119 Chapitre 17 : Histoire de la rédaction de l’évangile de Jean

Histoire de la rédaction de l’évangile de Jean

La rédaction et la valeur historique de l’évangile de Jean.

1 – La rédaction de l’évangile de Jean

On date habituellement l’évangile de Jean des années 90 à 100. Que s’est-il passé entre les années 30 et les années 90 ? Car un Évangile a toujours une histoire, aucun des quatre n’a été écrit en une seule fois, en un seul jour !

Pour ce qui est de l’évangile de Jean, bien des hypothèses ont été émises, mais grosso modo, les analyses littéraires et théologiques font ressortir à peu près les mêmes étapes, la plupart du temps au nombre de quatre :

1ère étape : à la base, une tradition ancienne, dont l’apôtre Jean pourrait être à l’origine, comme l’attestent très rapidement des sources autorisées (comme saint Irénée, au 2ème siècle). Être à la source du quatrième évangile ne veut pas dire forcément l’avoir rédigé.

2ème étape : un groupe de disciples de ce Jean l’apôtre développe cette tradition ancienne qui dès lors s’amplifie. Récits et discours prennent forme et se transmettent encore de façon orale.

3ème étape : manifestement, à un moment donné, un chef de file émerge, qui devient l’auteur de l’évangile (souvent appelé l’évangéliste) à peu près sous la forme que nous connaissons : il rassemble, il élague, il organise.

4ème étape : un peu de temps a passé, la situation de la communauté chrétienne a changé. Le contexte est devenu plus polémique. Des disciples retouchent encore un peu l’évangile en fonction de cette nouvelle situation. En même temps, ils ont le souci de récupérer des éléments qui appartenaient à la tradition orale de la 2ème étape et qui avaient été éliminés par l’auteur de la 3ème étape.

L’histoire de la rédaction de l’évangile de Jean s’étale assurément sur plusieurs décennies, c’est pourquoi on parle d’une « école johannique » : des thèmes, des données, ont été véhiculés au sein d’une communauté de disciples qui se réclamait de l’enseignement de l’apôtre Jean.

La tradition manuscrite de l’évangile de Jean est excellente : le témoignage le plus ancien est un petit morceau de papyrus, grand comme le creux de la main, découvert en Égypte (le Papyrus Rylands 457). Publié en 1935, il contient, recto verso, les versets 31-33 et 37-38 du chapitre 18. Il est daté par les papyrologues entre 100 et 150. Cela confirme l’opinion traditionnelle selon laquelle la rédaction finale de l’évangile de Jean n’a pas pu dépasser le début du 2ème siècle.

 

2 – La valeur historique de l’évangile de Jean

L’évangile de Jean, malgré sa rédaction tardive et son genre discursif, s’avère une source fondamentale pour la connaissance de Jésus :

– C’est par cet Évangile par exemple que l’on sait que Jésus lui-même, à un moment donné, a baptisé et que les tout premiers disciples viennent de l’entourage de Jean Baptiste.

========

**Exercices à traiter**
1. Reproduisez le passage du texte sur l'évangile de Jean qui commence aux mots « Pour ce qui » et s'arrête après « de façon orale. ».
2. Pour chacune des affirmations suivantes, indiquez par oui ou par non si elle s'accorde avec le texte sur l'évangile de Jean, et citez les mots du texte qui tranchent : (a) le Papyrus Rylands 457 a été découvert en Égypte ; (b) être à la source du quatrième évangile signifie nécessairement l'avoir rédigé ; (c) lors de la 2ème étape, récits et discours se transmettent par écrit.
Les items qui suivent n'ont aucun rapport avec le texte sur l'évangile de Jean.

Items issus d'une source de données
========

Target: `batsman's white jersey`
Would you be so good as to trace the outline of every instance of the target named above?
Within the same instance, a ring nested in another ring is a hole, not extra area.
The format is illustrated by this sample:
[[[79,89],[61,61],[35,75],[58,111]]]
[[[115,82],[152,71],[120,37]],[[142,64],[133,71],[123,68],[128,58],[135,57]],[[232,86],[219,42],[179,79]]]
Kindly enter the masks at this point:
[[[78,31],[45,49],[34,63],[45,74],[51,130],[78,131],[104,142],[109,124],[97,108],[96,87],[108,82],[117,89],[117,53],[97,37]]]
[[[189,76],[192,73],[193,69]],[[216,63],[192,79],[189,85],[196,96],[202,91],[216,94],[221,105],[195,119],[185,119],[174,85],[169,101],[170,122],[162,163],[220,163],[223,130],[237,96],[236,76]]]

========

**Solutions dans l'ordre**
1.
Pour ce qui est de l’évangile de Jean, bien des hypothèses ont été émises, mais grosso modo, les analyses littéraires et théologiques font ressortir à peu près les mêmes étapes, la plupart du temps au nombre de quatre :

1ère étape : à la base, une tradition ancienne, dont l’apôtre Jean pourrait être à l’origine, comme l’attestent très rapidement des sources autorisées (comme saint Irénée, au 2ème siècle). Être à la source du quatrième évangile ne veut pas dire forcément l’avoir rédigé.

2ème étape : un groupe de disciples de ce Jean l’apôtre développe cette tradition ancienne qui dès lors s’amplifie. Récits et discours prennent forme et se transmettent encore de façon orale.

2.
(a) Oui : « découvert en Égypte (le Papyrus Rylands 457) ».
(b) Non : « Être à la source du quatrième évangile ne veut pas dire forcément l’avoir rédigé. »
(c) Non : « Récits et discours prennent forme et se transmettent encore de façon orale. »